The problem: Copy the lines below word for word.

########

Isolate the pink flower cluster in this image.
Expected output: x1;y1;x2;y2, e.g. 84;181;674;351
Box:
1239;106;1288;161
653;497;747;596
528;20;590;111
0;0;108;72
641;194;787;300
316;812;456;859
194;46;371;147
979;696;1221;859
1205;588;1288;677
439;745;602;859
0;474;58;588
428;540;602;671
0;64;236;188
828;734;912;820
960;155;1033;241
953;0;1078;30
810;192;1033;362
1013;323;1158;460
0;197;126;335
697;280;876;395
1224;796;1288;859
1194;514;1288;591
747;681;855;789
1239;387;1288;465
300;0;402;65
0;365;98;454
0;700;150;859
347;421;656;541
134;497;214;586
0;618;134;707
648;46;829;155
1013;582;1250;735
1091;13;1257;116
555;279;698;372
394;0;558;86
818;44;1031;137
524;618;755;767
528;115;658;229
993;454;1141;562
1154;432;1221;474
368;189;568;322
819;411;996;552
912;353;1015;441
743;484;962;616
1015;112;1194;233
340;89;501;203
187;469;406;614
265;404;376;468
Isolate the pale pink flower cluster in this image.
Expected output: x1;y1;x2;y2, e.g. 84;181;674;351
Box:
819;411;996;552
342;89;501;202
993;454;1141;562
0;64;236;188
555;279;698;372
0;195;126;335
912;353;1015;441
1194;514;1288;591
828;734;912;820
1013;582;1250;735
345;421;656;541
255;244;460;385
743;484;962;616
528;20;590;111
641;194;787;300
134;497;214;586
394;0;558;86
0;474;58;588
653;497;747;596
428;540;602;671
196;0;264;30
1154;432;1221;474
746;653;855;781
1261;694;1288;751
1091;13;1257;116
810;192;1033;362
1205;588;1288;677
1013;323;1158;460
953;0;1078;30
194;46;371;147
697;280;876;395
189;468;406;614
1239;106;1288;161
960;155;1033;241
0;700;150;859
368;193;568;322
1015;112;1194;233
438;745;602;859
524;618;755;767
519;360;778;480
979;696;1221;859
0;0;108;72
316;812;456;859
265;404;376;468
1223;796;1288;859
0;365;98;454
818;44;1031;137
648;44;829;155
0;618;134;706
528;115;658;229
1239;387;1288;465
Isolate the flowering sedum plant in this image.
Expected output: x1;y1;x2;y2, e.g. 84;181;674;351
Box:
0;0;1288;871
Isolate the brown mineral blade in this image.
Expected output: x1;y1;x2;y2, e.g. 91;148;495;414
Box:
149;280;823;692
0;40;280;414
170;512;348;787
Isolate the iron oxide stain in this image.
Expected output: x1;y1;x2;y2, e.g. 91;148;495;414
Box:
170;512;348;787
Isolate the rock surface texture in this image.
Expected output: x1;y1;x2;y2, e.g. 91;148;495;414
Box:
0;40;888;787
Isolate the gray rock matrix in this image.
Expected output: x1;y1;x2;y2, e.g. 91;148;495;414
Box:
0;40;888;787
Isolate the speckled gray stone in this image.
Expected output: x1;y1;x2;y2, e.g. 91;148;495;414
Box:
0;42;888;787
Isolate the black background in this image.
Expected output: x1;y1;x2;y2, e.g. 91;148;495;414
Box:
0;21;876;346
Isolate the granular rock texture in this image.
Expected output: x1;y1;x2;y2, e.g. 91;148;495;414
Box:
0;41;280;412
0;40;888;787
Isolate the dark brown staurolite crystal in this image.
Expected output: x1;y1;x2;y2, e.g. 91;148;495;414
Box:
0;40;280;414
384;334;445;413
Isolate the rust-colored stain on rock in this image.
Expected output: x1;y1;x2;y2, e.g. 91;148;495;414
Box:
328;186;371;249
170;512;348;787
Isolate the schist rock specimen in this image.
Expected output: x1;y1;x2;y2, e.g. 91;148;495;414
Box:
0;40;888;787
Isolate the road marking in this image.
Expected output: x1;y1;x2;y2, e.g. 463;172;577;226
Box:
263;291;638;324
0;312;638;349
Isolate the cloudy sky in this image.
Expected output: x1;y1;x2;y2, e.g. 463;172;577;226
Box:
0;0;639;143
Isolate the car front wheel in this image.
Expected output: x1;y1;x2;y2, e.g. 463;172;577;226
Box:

########

Answer to the exercise:
Isolate the pink flower cluster in this image.
Expected output: x1;y1;x2;y2, e.g. 84;181;674;351
Box:
1239;106;1288;161
653;497;747;596
528;20;590;111
0;0;108;72
641;194;787;300
316;812;456;859
194;46;371;147
979;696;1221;859
1205;588;1288;677
439;745;602;859
0;474;58;588
428;540;602;671
0;64;236;188
828;734;912;820
960;155;1033;241
953;0;1078;30
810;192;1033;362
1013;323;1158;460
0;197;126;335
697;280;876;395
1224;796;1288;859
1194;514;1288;591
747;681;855;789
1239;387;1288;465
300;0;402;65
0;365;98;454
0;700;150;859
347;421;656;541
134;497;214;586
0;618;134;707
648;46;829;155
1013;582;1250;735
1091;13;1257;116
555;279;698;372
394;0;558;86
818;44;1031;137
524;618;755;767
528;115;658;229
993;454;1141;562
1154;432;1221;474
368;189;568;322
819;411;996;552
912;353;1015;441
743;484;962;616
1015;112;1194;233
340;89;501;203
187;469;406;614
265;404;376;468
Isolate the pale pink flower cluster in this image.
Expected output: x1;y1;x2;y2, e.g. 84;181;674;351
Box:
819;411;996;552
342;89;501;202
993;454;1141;562
0;64;236;188
555;279;698;372
0;195;126;335
912;353;1015;441
1194;514;1288;591
828;734;912;820
1013;582;1250;735
345;421;656;541
255;244;460;385
743;484;962;616
528;20;590;111
641;194;787;300
134;497;214;586
394;0;558;86
0;474;58;588
653;497;747;596
428;540;602;671
196;0;264;30
1154;432;1221;474
746;653;855;781
1261;694;1288;751
1091;13;1257;116
810;192;1033;362
1205;588;1288;677
1013;323;1158;460
953;0;1078;30
194;46;371;147
697;280;876;395
189;468;406;614
1239;106;1288;161
960;155;1033;241
0;700;150;859
368;193;568;322
1015;112;1194;233
438;745;602;859
524;618;755;767
519;360;778;480
979;696;1221;859
0;0;108;72
316;812;456;859
265;404;376;468
1223;796;1288;859
0;365;98;454
818;44;1031;137
648;44;829;155
0;618;134;706
528;115;658;229
1239;387;1288;465
Isolate the flowering sedum plant in this image.
Expected output: x1;y1;x2;y2, e.g. 84;181;674;351
Box:
0;0;1288;871
Isolate the brown mineral blade in this image.
Expected output: x1;y1;x2;y2, e.g. 91;148;495;414
Box:
149;280;823;692
0;40;280;414
170;512;348;787
Isolate the iron oxide stain in this image.
Expected output: x1;y1;x2;y2, e.g. 91;148;495;414
Box:
170;512;348;787
Isolate the rock surface texture in this image.
Expected output: x1;y1;x2;y2, e.g. 91;148;495;414
Box:
0;40;888;787
Isolate the gray rock matrix in this image.
Expected output: x1;y1;x2;y2, e.g. 91;148;495;414
Box:
0;40;888;787
Isolate the speckled gray stone in this image.
Expected output: x1;y1;x2;y2, e.g. 91;148;495;414
Box:
0;42;888;787
Isolate the black background in this image.
Expected output: x1;y1;x2;y2, e.g. 91;148;495;414
Box:
0;21;876;346
Isolate the granular rock texture in this image.
Expected output: x1;y1;x2;y2, e.g. 91;148;495;414
Box:
0;41;280;412
0;40;888;787
Isolate the dark brown staurolite crystal in this image.
Expected output: x1;y1;x2;y2, e.g. 91;148;495;414
Box:
0;40;280;414
384;334;445;413
Isolate the rust-colored stain on rock in this image.
Expected output: x1;y1;x2;y2, e.g. 91;148;495;414
Box:
328;186;371;249
170;512;348;787
Isolate the schist rock specimen in this image.
Expected output: x1;y1;x2;y2, e.g. 91;148;495;414
Box:
0;40;888;787
Isolate the road marking in this image.
Expected output: x1;y1;x2;y2, e.g. 463;172;577;226
Box:
263;291;638;324
0;312;638;349
Isolate the cloudy sky in this image.
Expected output: x1;y1;x2;y2, e.g. 463;172;577;226
Box:
0;0;639;143
Isolate the car front wheel in this image.
Expected output: x1;y1;x2;y2, e.g. 463;172;577;226
Box:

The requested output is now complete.